[start]
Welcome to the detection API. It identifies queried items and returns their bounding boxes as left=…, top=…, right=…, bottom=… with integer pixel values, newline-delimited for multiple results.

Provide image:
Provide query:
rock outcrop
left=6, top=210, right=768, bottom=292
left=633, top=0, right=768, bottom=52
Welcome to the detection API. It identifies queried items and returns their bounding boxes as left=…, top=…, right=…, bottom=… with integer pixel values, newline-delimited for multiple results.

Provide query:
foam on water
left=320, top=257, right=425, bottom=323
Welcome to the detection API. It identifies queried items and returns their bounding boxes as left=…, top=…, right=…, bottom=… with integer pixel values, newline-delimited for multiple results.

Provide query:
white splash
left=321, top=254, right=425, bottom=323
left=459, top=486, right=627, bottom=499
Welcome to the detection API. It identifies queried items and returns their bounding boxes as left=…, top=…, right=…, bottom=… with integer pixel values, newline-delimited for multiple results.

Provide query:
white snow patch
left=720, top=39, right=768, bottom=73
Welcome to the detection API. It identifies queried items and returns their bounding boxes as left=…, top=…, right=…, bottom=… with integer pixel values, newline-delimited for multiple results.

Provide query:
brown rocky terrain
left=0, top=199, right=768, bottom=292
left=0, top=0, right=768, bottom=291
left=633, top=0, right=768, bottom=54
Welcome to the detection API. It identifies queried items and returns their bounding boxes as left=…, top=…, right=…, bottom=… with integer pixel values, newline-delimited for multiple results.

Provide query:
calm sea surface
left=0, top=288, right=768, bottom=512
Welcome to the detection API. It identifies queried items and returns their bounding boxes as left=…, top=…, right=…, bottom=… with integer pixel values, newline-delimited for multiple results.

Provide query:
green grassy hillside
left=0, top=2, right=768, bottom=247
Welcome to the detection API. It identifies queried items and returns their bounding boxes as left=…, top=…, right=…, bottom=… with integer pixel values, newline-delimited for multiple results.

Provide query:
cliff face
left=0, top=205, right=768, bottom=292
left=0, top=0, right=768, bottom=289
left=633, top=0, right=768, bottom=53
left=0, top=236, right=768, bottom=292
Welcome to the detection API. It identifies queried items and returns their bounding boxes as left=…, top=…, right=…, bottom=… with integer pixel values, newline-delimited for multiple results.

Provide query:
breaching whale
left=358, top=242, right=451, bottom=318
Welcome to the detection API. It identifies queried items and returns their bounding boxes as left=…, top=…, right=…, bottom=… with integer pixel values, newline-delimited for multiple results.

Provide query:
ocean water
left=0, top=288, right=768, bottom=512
[end]
■ Exercise aim ■
Copy out the whole listing above, line for line and unchanged.

■ The answer ■
Welcome to the detection API. It identifies queried items and returns their bounding boxes as left=…, top=…, right=…, bottom=… with integer pixel values, newline-delimited for multiple results.

Provide image:
Provide query:
rock outcrop
left=6, top=210, right=768, bottom=292
left=633, top=0, right=768, bottom=52
Welcome to the detection API. It identifies queried items and returns their bounding boxes as left=…, top=…, right=…, bottom=… with integer pixel values, newline-delimited for multiple results.

Provide query:
foam on water
left=320, top=257, right=425, bottom=323
Welcome to the detection API. It identifies queried items and returns their bounding boxes as left=…, top=…, right=…, bottom=… with integer pixel values, newline-delimited for multiple results.

Provide query:
white splash
left=321, top=254, right=425, bottom=323
left=459, top=486, right=627, bottom=499
Welcome to the detection API. It identifies queried items and returns their bounding boxes as left=…, top=…, right=…, bottom=… with integer pixel values, newline-delimited for multiple results.

Provide query:
white snow patch
left=720, top=39, right=768, bottom=73
Welcome to the detection API. It identifies queried items and returns their bounding boxes as left=…, top=…, right=…, bottom=… with integer pixel values, newline-delimited for multiple results.

Provide query:
brown rocky terrain
left=0, top=199, right=768, bottom=292
left=0, top=0, right=768, bottom=291
left=633, top=0, right=768, bottom=54
Welcome to the detection API. It identifies queried items and returns their bounding boxes as left=…, top=…, right=…, bottom=… with integer pixel values, newline-delimited for multiple results.

Provide query:
calm sea surface
left=0, top=288, right=768, bottom=512
Welcome to the detection API. It identifies queried items and returns their bounding boxes as left=…, top=…, right=…, bottom=… with integer pixel values, newline-delimited for multiple results.

Provide query:
green grassy hillside
left=0, top=2, right=768, bottom=247
Welcome to the detection API. It identifies queried items and returns their bounding boxes as left=…, top=…, right=…, bottom=… with integer pixel values, newline-delimited for multiple results.

Provide query:
cliff face
left=0, top=205, right=768, bottom=292
left=0, top=0, right=768, bottom=289
left=633, top=0, right=768, bottom=53
left=0, top=236, right=768, bottom=292
Welcome to the detection API. It identifies queried items and returns their bounding boxes as left=…, top=…, right=…, bottom=… with integer pixel values, newline-delimited for multiple results.

Provide query:
breaching whale
left=358, top=242, right=451, bottom=318
Welcome to the detection API. It identifies queried items and returns their bounding boxes as left=…, top=…, right=…, bottom=… with integer pixel values, newline-delimited for multiple results.

Provide query:
ocean water
left=0, top=288, right=768, bottom=512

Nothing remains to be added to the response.